Problem details: Copy out the book review of The Question of the Unfamiliar Husband below, word for word and in full.

Selected excerpt:
|---|

Friday, October 23, 2015

Copperman & Cohen, The Question of the Unfamiliar Husband


E.J. Copperman and Jeff Cohen, The Question of the Unfamiliar Husband.
Midnight Ink, 2015
ISBN 978-0-7387-4350-9
Also available as an ebook

Samuel Hoenig is the owner of a rather unique service business, Questions Answered—you have a question, he will find the answer…for a fee.  One fine day, Sheila McInerney enters his place of business (a not entirely converted pizza parlor) and asks (after some preliminaries), “Who is the man in my bed who calls himself my husband?”  Samuel agrees to try to find the answer.

But first he has to persuade Janet Washburn, who assisted him in The Question of the Missing Head, to re-join Questions Answered.

Naturally, the answer is not easily found, and the quest becomes quite complicated.  And Samuel’s approach is hardly conventional, and his interactions with the people he has to deal with are somewhat difficult—he finds it difficult, sometimes, to understand their behavior, and they almost always have difficulty understanding him, or his approach.  It’s hard to go into any detail without giving things away that readers should discover for themselves.
But, damn, is this a fine book.  I wound up reading it instead of paying attention to the Blue Jays/Royals game (3-3 in a rain delay right now—11:23 PM EST, Friday, October 23).  I am blown away by the quality of the writing, by the grace and sensitivity with which the characters are depicted, and by the intricacy of the plot.  As much as I enjoyed the first book in this series (The Question of the Missing Head), I found this book a major step forward.  The first one was really good.  This is great.

|---|

Dataset extract:
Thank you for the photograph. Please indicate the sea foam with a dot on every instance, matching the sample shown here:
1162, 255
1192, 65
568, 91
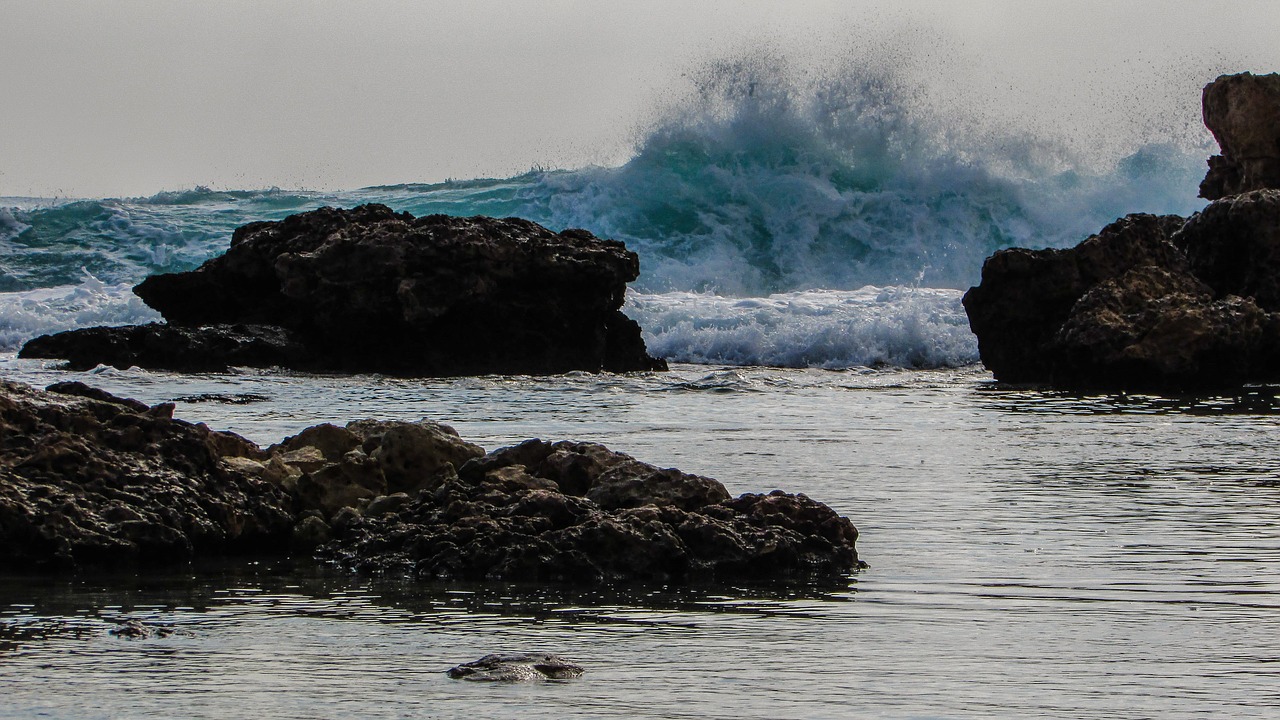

|---|

Reply to the task:
Friday, October 23, 2015

Copperman & Cohen, The Question of the Unfamiliar Husband


E.J. Copperman and Jeff Cohen, The Question of the Unfamiliar Husband.
Midnight Ink, 2015
ISBN 978-0-7387-4350-9
Also available as an ebook

Samuel Hoenig is the owner of a rather unique service business, Questions Answered—you have a question, he will find the answer…for a fee.  One fine day, Sheila McInerney enters his place of business (a not entirely converted pizza parlor) and asks (after some preliminaries), “Who is the man in my bed who calls himself my husband?”  Samuel agrees to try to find the answer.

But first he has to persuade Janet Washburn, who assisted him in The Question of the Missing Head, to re-join Questions Answered.

Naturally, the answer is not easily found, and the quest becomes quite complicated.  And Samuel’s approach is hardly conventional, and his interactions with the people he has to deal with are somewhat difficult—he finds it difficult, sometimes, to understand their behavior, and they almost always have difficulty understanding him, or his approach.  It’s hard to go into any detail without giving things away that readers should discover for themselves.
But, damn, is this a fine book.  I wound up reading it instead of paying attention to the Blue Jays/Royals game (3-3 in a rain delay right now—11:23 PM EST, Friday, October 23).  I am blown away by the quality of the writing, by the grace and sensitivity with which the characters are depicted, and by the intricacy of the plot.  As much as I enjoyed the first book in this series (The Question of the Missing Head), I found this book a major step forward.  The first one was really good.  This is great.